===== Extract =====

Standard deviation

I would like to calculate the standard deviation from this data.
image

If I do this in excel with the function stabw.n I get 116,294. If I do it in knim with the node Column Aggregator Ii get 121,46. I get this value in excel if I use stabw.s. How can I also get the value 116.294 in kmie?

Hi @MCBirne

Welcome to KNIME Forum. Check out this post,

gr. Hans

4 Likes

Hi @MCBirne , my copy of Excel doesn’t appear to have a stabw.n function , but looking it up, I gather that this is the stdev.p (Std Dev of population) function in my copy.

It seems that the “older” KNIME nodes all use the stdev.s (Std Dev of sample) function (STABW.S I think for your Excel). i.e. Column Aggregator, Math Formula, GroupBy

If you are using KNIME 5.4 (possibly KNIME 5.3 onwards), you can use the new Expression node to get the value you are looking for:

COLUMN_STDDEV

(column, ignore_nan, ddof)

Find the standard deviation of the values in a column, ignoring MISSING values. If all values are MISSING, the result is MISSING.

===== Data under study =====

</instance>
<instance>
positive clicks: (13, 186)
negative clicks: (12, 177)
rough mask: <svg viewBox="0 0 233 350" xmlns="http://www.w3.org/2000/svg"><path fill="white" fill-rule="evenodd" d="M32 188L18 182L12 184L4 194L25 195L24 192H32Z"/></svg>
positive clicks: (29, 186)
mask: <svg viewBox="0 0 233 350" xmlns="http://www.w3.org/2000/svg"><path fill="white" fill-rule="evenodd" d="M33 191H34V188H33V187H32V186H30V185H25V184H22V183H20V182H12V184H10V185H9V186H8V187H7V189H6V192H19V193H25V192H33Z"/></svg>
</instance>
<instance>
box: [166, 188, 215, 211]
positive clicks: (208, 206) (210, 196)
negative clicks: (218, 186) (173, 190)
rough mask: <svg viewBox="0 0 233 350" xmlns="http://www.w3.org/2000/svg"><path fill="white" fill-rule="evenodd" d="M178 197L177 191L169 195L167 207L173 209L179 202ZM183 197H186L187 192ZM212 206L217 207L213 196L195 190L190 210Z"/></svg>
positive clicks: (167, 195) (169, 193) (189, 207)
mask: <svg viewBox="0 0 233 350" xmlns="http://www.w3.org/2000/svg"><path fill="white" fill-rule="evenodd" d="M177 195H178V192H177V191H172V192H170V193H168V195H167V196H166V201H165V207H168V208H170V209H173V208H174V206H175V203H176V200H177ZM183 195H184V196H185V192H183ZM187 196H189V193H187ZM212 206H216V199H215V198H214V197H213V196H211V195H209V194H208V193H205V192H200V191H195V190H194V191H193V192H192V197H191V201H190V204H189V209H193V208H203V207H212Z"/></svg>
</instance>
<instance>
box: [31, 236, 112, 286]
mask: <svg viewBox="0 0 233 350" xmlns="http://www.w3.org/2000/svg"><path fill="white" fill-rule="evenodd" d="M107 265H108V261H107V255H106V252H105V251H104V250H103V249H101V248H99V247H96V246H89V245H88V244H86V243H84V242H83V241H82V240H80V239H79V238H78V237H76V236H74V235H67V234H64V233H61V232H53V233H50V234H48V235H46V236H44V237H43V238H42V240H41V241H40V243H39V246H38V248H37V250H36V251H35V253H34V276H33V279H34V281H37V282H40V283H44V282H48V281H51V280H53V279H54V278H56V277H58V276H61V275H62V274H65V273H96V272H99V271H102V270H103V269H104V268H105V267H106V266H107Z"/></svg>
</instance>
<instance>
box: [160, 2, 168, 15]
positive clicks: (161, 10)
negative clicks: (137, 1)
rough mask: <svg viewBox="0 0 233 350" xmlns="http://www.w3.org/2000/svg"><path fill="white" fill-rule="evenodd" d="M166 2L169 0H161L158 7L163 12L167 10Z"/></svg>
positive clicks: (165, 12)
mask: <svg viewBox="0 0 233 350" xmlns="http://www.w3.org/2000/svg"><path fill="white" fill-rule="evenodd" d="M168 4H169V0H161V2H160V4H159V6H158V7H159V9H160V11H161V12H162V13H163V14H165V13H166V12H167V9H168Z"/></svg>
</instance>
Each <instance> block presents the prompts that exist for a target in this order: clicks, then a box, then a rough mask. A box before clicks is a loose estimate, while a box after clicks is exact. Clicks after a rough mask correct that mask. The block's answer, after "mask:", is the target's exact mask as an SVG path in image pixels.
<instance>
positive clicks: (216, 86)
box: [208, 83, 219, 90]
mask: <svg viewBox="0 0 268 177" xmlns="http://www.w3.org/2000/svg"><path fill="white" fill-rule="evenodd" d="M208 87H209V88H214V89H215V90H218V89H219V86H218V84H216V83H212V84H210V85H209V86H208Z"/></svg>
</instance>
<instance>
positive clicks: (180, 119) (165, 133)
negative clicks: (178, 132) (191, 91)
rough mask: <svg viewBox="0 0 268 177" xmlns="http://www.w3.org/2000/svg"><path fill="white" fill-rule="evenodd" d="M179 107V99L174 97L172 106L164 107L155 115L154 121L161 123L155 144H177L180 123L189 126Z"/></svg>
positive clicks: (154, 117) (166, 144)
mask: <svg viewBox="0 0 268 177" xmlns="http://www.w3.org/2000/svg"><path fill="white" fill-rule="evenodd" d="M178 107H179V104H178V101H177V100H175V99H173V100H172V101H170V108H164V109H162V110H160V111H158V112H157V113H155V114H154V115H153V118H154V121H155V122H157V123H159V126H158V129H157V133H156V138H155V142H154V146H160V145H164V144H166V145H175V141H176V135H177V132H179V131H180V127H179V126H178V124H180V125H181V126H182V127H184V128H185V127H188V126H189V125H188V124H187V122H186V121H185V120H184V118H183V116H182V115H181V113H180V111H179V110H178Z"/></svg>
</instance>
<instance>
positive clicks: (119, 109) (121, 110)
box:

=====

Work task ▸ Resume the forum thread on computing standard deviation in KNIME, starting right after its final sentence.

Task response ▸
The ignore_nan option can be used to ignore NaN values. If it is set to TRUE, NaN values are ignored, but if all values are NaN, the result is MISSING. If it is FALSE, then NaN values are not ignored and the result is NaN if any value in the column is NaN.

There is also an optional argument for the delta degrees of freedom (ddof) to use for the calculation. By default it is set to 0, but this can be changed to 1 to calculate the corrected sample standard deviation. See wikipedia:standard_deviation. Other integer values are also accepted.

Arguments
  • column: The name of the column to aggregate
  • ignore_nan: Whether to skip NaN values (defaults to FALSE)
  • ddof: The delta degrees of freedom to use (defaults to 0)

So if the optional third parameter is 0, it returns the value you want for the population (116.294), but if set to 1 it returns for the “sample” (121.46) as per the other KNIME nodes.

A couple of things to note.

  1. For column aggregation functions in the Expressions node, you specify the column name as a string literal e.g. “mycolumn”.
COLUMN_STDDEV("mycolumn")

If you attempt to write the column using the regular column name syntax for the Expressions node,

COLUMN_STDDEV($["mycolumn"])

this will be reported as a syntax error, which feels a little confusing at first.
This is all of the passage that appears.